■ Problem details:
Would you set down the complete data below, exactly as shown?

■ Input records:
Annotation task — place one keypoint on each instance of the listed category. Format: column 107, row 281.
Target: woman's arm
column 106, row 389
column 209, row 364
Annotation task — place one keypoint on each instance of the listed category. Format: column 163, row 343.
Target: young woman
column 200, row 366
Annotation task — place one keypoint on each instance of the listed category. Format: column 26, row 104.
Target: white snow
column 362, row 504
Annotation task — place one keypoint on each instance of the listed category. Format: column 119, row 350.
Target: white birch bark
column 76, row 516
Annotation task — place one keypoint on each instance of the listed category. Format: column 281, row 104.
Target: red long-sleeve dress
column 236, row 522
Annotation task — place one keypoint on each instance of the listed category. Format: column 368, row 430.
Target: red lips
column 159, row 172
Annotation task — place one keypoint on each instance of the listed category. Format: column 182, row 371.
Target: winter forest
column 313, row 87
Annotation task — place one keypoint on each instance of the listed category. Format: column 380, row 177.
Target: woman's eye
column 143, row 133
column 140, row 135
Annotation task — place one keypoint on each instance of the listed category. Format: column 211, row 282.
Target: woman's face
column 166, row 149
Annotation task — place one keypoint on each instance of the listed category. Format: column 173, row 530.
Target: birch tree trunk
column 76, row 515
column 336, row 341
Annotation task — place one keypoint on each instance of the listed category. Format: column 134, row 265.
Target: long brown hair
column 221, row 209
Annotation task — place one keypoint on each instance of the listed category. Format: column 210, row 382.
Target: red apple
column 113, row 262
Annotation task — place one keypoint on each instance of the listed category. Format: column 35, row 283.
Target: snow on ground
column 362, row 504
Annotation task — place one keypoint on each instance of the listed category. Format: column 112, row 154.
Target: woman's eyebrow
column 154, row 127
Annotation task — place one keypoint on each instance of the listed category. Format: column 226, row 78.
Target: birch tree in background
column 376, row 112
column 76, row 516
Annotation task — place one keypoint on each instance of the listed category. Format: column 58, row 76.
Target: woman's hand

■ Your response:
Annotation task — place one keypoint on each instance of the listed category. Format: column 107, row 281.
Target: woman's arm
column 106, row 389
column 209, row 364
Annotation task — place one keypoint on each instance of the listed category. Format: column 163, row 343.
Target: young woman
column 200, row 366
Annotation task — place one keypoint on each instance of the listed category. Format: column 26, row 104.
Target: white snow
column 362, row 504
Annotation task — place one keypoint on each instance of the listed category. Format: column 119, row 350.
Target: white birch bark
column 76, row 516
Annotation task — place one keypoint on each instance of the listed category. Format: column 281, row 104.
Target: red long-sleeve dress
column 236, row 522
Annotation task — place one keypoint on each instance of the listed category. Format: column 368, row 430.
Target: red lips
column 159, row 172
Annotation task — place one keypoint on each instance of the listed category. Format: column 182, row 371.
Target: winter forest
column 313, row 87
Annotation task — place one keypoint on each instance of the listed category. Format: column 380, row 177.
Target: woman's eye
column 143, row 133
column 140, row 135
Annotation task — place one keypoint on each instance of the listed category. Format: column 211, row 282.
Target: woman's face
column 166, row 149
Annotation task — place one keypoint on each instance of the listed category. Format: column 173, row 530.
Target: birch tree trunk
column 76, row 515
column 336, row 341
Annotation task — place one keypoint on each instance of the listed category. Format: column 134, row 265.
Target: long brown hair
column 221, row 209
Annotation task — place one keypoint on each instance of the listed category. Format: column 210, row 382.
Target: red apple
column 113, row 262
Annotation task — place one keypoint on each instance of the listed category. Format: column 35, row 283.
Target: snow on ground
column 362, row 504
Annotation task — place one keypoint on each instance of the listed category. Format: column 112, row 154.
Target: woman's eyebrow
column 154, row 127
Annotation task — place one keypoint on each instance of the listed category. Format: column 226, row 78.
Target: birch tree in background
column 376, row 112
column 76, row 516
Annotation task — place one keypoint on each instance of the listed category. Format: column 58, row 76.
Target: woman's hand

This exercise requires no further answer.